■ Study text:
-*-
In April we'll start the Gothic Easter Tour with Novembre, Asterius and Handful of Hate. We're preparing ourselves for some international gigs: Germany, Belgium, France and Switzerland. Sorry, nothing at the horizon for Holland. Actually on stage we don't have special scenographic supports, even because we often play before more famous act and we can't use the stage as we want, but in our show you can find the same atmosphere you breathe in the album powered by energy, enthusiasm and attitude.

Speaking about obligations: what/how is life behind Ensoph? Who are those men when they're not training the listeners' ears and brains?

Talking about the life of each one would take too much place and time. Someone works, someone studies: the common life of everyone! We try to dedicate as much time as possible to the band, but no one lives of music, except Leonardo, who has his own recording studio. I think that nothing I could say about this argument could be so much interesting.

And Ensoph itself? I understand that it means in the esoteric philosophy-literature something like 'Unknowable', defined by Herbert Spencer. It's the Only True Reality, but an abstraction as well, because all others will/must die. So Ensoph is in fact an immortal illusion? Can you tell me something about the ideas behind the choice of this name?

Ensoph is the transliteration used by Oswald Wirth to indicate the first letter of the Jewish's alphabet, that, in Qaballah mysticism, stands for the absolute void that represents the real essence of divinity before creation and time. It stands also for a reality that couldn't be known because out of every logical structure. We chose this name because the thread of all our research could be described as various attempts to approach Nothingness.

Oh, I promised to be more entertaining, light and more positive. Well, did you even been to Holland and what do you think/know of our country?

No one of us has ever been in Holland, but we heard great things about your country.

And what are the last three albums you've bought and that you would completely recommend to anyone, insane or a little bit sane?

The last three albums I've bought are: Bocksholm – “Excursions by the bank of the Black River”; Turbund Sturmwerk – “Turbund Sturmwerk”; Arditi – “Marching on to Victory”. As you can see, I am a fanatic of post- industrial martial sounds. If you want to hear to something really interesting and out of all standards in this field, I recommend to you a Russian band called Linija Mass.

The last provocative, annoying, amusing or important words are for you:

Prepare yourselves for the re-birth of extreme music: we'll do our best to be on the first line!
-*-
■ Questions:
1. Repeat the Ensoph interview word for word, everything from "Ensoph is the" down to "about your country.".
2. In the Ensoph interview, which bands will join Ensoph on the Gothic Easter Tour?

■ Data:
-*-
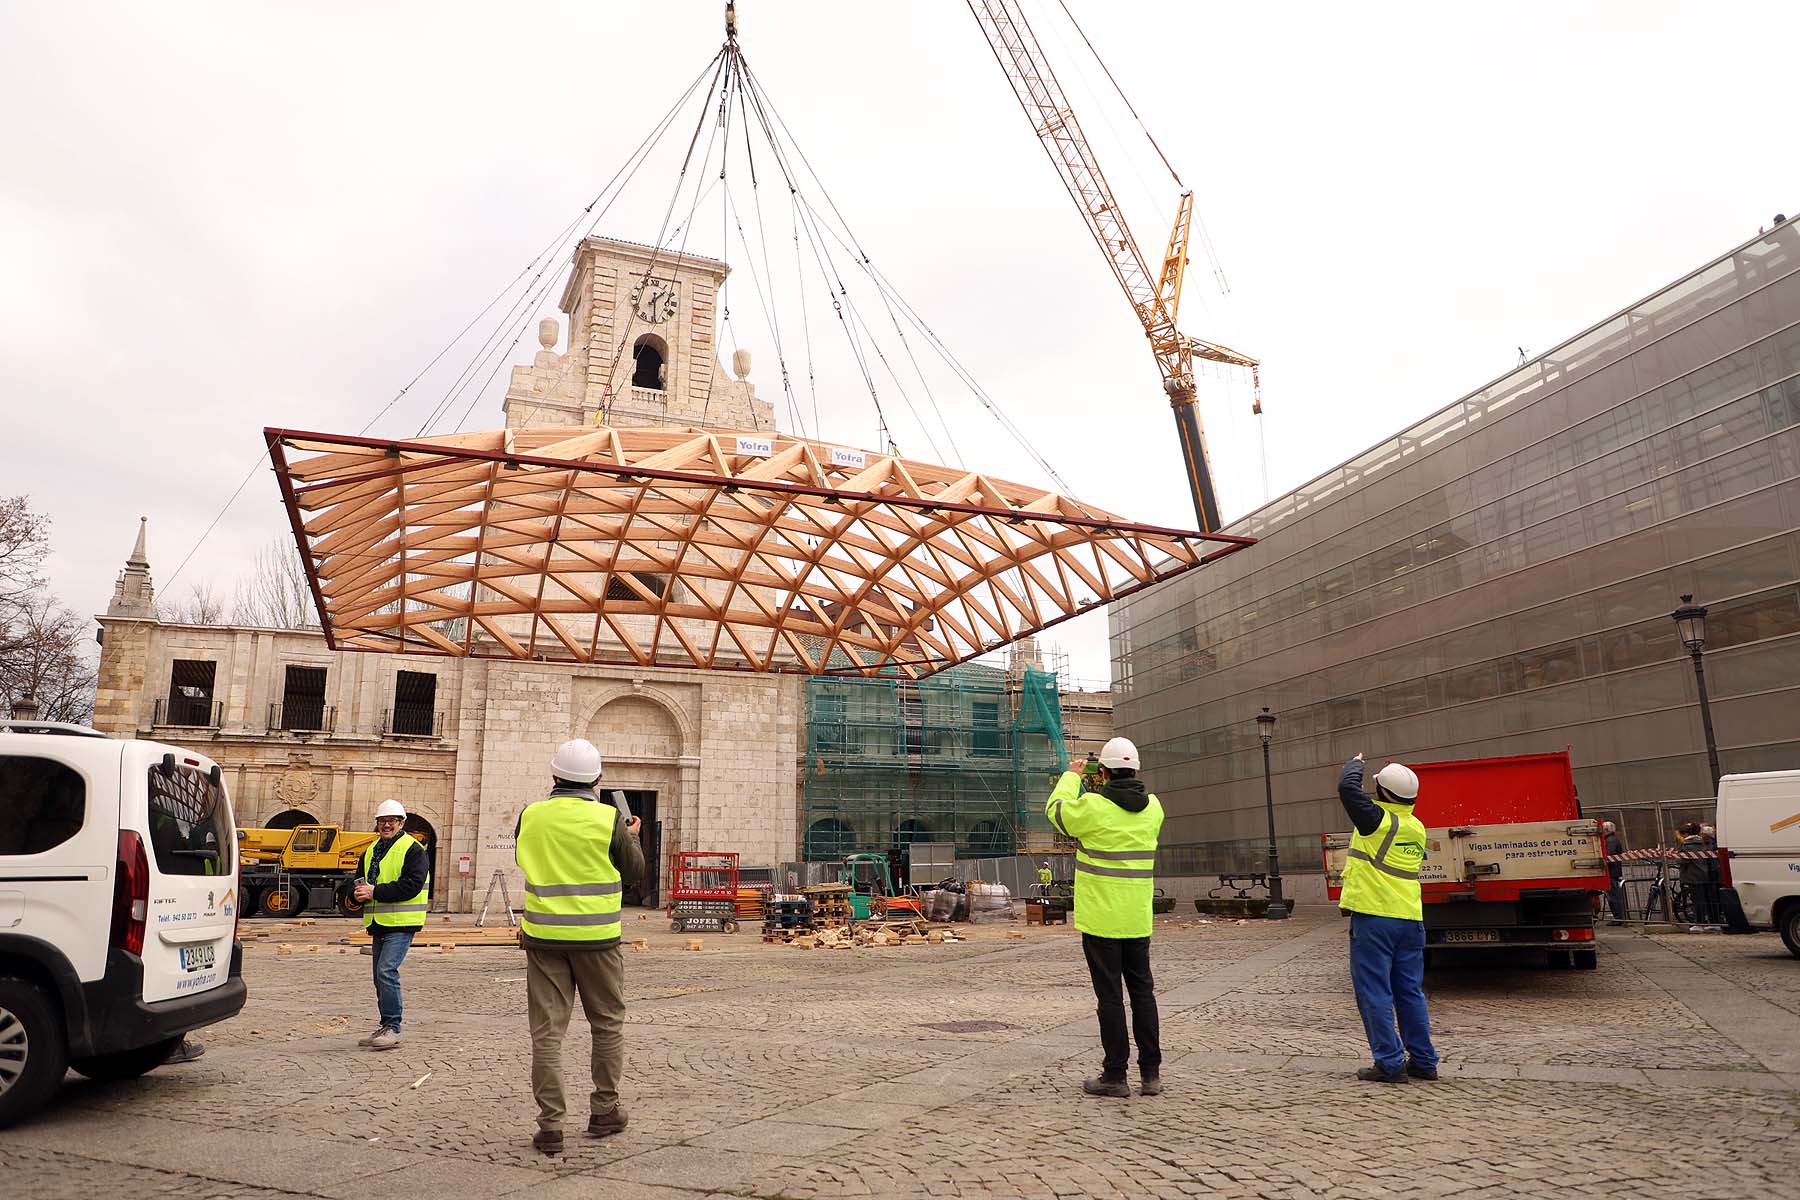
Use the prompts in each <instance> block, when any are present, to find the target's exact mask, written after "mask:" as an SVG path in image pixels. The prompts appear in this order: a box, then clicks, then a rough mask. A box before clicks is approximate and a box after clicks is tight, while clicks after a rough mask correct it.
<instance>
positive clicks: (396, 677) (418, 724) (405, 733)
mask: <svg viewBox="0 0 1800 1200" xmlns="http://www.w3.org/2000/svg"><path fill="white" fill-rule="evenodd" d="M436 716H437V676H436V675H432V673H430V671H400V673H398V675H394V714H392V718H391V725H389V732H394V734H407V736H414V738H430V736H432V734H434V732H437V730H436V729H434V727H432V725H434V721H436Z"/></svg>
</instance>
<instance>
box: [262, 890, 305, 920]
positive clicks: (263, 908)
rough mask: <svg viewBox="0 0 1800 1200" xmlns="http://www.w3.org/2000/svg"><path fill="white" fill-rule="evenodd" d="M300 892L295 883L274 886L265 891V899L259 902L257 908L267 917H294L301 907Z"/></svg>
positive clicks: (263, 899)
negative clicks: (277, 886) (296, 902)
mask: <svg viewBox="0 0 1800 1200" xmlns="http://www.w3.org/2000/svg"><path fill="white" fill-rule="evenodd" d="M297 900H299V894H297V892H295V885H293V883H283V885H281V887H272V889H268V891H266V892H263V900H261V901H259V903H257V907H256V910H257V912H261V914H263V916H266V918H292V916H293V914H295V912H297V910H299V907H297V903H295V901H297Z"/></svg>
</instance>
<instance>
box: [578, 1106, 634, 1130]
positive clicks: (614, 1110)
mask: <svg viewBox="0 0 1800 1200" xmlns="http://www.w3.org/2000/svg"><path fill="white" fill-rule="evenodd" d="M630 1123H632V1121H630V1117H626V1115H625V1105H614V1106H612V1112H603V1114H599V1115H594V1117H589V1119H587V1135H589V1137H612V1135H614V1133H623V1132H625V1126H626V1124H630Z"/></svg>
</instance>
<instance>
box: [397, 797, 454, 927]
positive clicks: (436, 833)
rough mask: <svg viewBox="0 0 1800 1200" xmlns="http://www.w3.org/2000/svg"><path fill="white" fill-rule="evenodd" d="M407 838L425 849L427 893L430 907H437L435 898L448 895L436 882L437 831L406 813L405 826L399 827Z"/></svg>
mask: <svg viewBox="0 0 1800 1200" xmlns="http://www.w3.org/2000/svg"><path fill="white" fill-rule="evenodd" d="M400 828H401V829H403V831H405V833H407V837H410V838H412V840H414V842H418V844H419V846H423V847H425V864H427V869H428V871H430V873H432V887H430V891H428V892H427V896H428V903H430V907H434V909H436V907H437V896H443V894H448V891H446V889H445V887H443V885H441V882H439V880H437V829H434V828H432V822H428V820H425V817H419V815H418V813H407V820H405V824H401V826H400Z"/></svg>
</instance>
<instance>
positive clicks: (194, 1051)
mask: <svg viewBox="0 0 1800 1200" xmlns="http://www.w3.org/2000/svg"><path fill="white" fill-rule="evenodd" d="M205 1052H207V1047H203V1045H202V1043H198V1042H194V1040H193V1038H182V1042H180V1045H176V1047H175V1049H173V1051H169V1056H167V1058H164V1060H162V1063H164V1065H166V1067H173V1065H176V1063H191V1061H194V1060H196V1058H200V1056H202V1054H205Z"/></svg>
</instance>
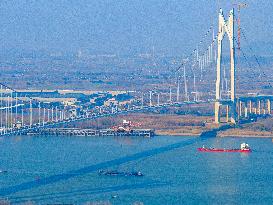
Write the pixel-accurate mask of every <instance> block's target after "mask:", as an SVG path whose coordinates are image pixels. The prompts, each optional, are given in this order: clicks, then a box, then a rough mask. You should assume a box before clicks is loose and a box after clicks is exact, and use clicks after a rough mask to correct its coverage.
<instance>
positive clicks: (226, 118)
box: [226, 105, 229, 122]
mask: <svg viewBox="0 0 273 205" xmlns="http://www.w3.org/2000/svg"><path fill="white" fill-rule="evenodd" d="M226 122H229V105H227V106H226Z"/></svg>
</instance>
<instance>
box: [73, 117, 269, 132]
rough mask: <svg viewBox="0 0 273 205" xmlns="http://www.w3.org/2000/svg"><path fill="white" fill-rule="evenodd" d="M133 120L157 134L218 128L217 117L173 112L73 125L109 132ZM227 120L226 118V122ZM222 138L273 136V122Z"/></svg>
-*-
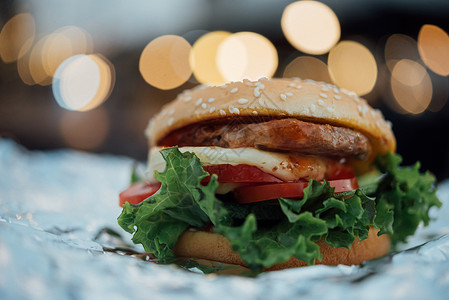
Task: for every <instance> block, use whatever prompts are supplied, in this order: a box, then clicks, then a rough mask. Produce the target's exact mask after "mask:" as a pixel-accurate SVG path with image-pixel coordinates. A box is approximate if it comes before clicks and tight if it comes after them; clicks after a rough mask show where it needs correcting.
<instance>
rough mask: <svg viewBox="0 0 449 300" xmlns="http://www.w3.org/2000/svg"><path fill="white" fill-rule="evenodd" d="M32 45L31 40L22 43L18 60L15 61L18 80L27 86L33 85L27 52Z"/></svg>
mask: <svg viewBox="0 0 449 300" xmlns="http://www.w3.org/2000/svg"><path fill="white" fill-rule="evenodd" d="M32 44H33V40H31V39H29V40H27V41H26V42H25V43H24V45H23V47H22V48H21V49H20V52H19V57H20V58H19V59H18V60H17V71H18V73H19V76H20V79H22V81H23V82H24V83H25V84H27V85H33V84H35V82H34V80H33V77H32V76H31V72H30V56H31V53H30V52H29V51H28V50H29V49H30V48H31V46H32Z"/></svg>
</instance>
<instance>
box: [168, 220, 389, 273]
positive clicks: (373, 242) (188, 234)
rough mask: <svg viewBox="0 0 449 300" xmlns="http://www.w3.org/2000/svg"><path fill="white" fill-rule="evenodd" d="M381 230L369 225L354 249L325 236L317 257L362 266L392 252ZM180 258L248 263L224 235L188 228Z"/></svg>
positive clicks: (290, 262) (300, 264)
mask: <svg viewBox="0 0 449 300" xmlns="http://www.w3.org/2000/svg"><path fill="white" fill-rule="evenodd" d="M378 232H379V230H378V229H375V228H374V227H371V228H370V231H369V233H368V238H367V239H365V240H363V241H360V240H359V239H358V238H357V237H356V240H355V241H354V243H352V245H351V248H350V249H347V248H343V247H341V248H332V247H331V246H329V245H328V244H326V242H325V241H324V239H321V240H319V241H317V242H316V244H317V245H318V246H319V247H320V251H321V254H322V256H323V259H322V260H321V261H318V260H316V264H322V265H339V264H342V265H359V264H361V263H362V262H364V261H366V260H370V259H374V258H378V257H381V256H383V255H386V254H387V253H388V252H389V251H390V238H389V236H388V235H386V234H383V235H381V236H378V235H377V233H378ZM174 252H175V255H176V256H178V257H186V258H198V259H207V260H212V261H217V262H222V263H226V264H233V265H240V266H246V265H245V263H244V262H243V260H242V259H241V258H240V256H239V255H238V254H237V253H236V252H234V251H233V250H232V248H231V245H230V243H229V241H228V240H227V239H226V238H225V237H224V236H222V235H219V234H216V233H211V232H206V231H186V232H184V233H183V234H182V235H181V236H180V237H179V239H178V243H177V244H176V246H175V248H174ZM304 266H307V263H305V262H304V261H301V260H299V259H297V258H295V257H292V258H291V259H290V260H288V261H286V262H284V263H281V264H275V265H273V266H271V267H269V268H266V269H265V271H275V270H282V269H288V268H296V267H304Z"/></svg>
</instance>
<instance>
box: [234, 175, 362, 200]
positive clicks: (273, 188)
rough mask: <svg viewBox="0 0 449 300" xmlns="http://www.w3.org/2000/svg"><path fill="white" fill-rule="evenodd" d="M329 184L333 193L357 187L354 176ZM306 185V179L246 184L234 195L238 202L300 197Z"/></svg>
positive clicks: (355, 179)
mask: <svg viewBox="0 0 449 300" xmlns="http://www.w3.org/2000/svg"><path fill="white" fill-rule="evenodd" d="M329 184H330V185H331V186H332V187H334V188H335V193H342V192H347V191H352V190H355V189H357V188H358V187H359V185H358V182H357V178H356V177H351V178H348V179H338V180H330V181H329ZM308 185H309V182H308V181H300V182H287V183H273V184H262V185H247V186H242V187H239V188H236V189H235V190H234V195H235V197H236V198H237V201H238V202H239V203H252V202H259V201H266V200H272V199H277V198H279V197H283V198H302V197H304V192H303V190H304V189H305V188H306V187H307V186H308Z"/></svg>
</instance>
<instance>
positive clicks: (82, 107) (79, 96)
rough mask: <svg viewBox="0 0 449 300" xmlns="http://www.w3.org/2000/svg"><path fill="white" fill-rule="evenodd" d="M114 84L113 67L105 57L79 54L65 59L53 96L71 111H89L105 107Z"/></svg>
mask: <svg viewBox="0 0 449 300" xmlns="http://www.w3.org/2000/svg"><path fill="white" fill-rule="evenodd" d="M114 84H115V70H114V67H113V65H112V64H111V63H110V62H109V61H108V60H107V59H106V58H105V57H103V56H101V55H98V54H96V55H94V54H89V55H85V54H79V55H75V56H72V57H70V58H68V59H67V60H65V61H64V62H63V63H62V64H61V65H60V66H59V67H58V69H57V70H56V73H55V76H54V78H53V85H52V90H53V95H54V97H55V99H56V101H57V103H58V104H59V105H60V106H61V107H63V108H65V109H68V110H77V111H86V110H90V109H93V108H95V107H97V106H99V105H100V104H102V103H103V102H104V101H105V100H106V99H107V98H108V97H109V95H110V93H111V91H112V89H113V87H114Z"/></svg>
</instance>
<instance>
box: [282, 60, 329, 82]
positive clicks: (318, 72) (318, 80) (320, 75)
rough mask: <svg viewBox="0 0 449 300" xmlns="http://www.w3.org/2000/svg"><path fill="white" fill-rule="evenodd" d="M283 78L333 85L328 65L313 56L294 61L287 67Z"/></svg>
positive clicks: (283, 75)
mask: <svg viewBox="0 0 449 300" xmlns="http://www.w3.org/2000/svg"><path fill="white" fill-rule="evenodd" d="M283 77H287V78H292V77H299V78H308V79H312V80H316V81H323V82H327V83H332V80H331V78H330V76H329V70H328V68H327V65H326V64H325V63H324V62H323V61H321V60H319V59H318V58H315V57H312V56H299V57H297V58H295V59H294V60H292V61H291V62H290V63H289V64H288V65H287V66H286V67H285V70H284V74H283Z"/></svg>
-*-
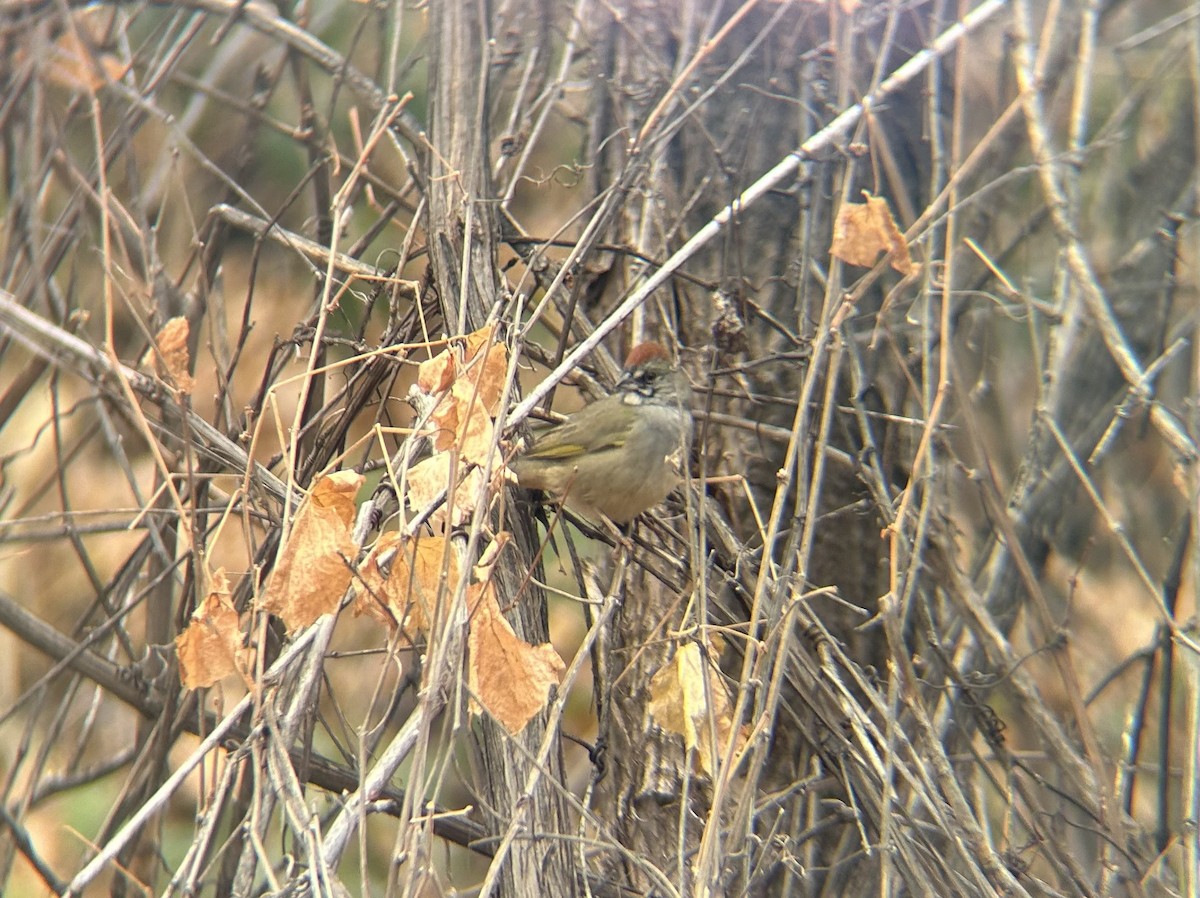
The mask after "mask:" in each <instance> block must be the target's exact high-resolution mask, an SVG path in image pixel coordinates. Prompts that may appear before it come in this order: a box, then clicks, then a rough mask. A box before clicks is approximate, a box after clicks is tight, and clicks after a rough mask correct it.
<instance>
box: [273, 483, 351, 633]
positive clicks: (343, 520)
-*-
■ Answers:
1.
Ensoph is the transliteration used by Oswald Wirth to indicate the first letter of the Jewish's alphabet, that, in Qaballah mysticism, stands for the absolute void that represents the real essence of divinity before creation and time. It stands also for a reality that couldn't be known because out of every logical structure. We chose this name because the thread of all our research could be described as various attempts to approach Nothingness.

Oh, I promised to be more entertaining, light and more positive. Well, did you even been to Holland and what do you think/know of our country?

No one of us has ever been in Holland, but we heard great things about your country.

2. Novembre, Asterius and Handful of Hate.